- [What to do]: Can you update the items starting at the line that has "Now, your task: detect every crumpled" and stopping after the line that has "(0, 154), (255, 359)", swapping "metal" for "steel" and changing nothing else? Return only those lines.

- [Material for this task]:
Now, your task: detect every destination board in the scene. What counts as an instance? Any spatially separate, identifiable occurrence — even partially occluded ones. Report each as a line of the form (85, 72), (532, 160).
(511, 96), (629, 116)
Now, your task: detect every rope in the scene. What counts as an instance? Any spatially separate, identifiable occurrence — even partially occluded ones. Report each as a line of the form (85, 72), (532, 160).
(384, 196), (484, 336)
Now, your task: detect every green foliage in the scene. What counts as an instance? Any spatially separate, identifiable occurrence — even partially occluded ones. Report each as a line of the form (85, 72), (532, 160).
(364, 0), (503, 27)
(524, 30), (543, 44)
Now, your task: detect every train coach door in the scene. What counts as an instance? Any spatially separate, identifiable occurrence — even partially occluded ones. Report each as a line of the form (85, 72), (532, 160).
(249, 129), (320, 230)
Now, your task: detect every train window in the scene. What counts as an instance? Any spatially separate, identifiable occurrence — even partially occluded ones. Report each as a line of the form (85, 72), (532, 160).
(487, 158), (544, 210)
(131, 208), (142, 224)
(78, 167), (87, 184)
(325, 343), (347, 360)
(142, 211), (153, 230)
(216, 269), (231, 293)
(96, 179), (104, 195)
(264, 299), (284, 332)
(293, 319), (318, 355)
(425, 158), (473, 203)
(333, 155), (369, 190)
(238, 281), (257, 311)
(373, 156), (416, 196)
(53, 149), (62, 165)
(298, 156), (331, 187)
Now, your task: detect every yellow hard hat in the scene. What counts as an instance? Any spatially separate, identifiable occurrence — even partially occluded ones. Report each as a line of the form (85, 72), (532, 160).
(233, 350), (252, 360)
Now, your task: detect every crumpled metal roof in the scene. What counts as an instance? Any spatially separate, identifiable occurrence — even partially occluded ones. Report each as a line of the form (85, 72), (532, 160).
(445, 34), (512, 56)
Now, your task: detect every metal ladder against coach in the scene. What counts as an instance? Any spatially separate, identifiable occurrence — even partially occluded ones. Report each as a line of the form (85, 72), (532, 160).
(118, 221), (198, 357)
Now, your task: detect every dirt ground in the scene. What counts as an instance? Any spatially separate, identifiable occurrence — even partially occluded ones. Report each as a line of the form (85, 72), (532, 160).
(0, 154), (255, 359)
--
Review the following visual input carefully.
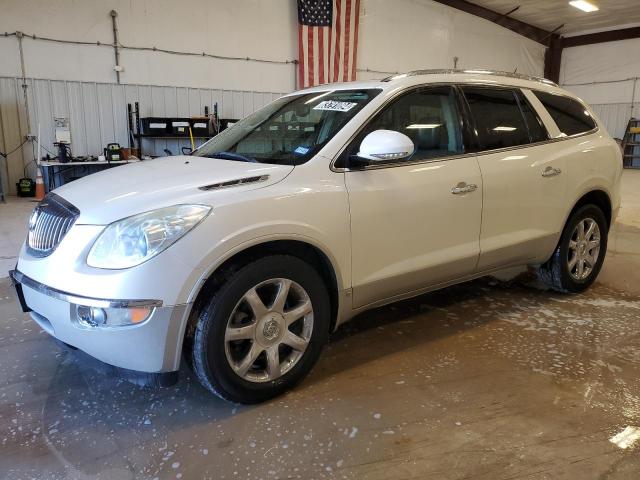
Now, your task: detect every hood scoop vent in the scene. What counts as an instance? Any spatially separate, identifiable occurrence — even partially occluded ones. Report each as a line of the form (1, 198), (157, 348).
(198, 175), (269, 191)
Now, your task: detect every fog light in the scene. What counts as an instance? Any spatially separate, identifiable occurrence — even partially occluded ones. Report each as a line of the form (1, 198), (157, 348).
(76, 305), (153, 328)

- [Exercise response]:
Now, your task: detect every crumpled steel roof in the scene. What counts as an instance? Any spatially separate, identifiable occurrence — even partially occluded ones. Report each as a line of the form (85, 72), (532, 160).
(445, 34), (512, 56)
Now, your task: detect every steel ladder against coach in the scene. What counts as an instance? Any spatially separate, identifiable occurrence — even partially occluded ones. Report each as a line of the form (85, 72), (532, 160).
(118, 221), (198, 357)
Now, your task: detect every dirt ground in the scene. What counts as an instance? Any spatially separate, identifiable occurrence — even partially occluded ones. Report each as a line of the form (85, 72), (532, 160).
(0, 154), (255, 359)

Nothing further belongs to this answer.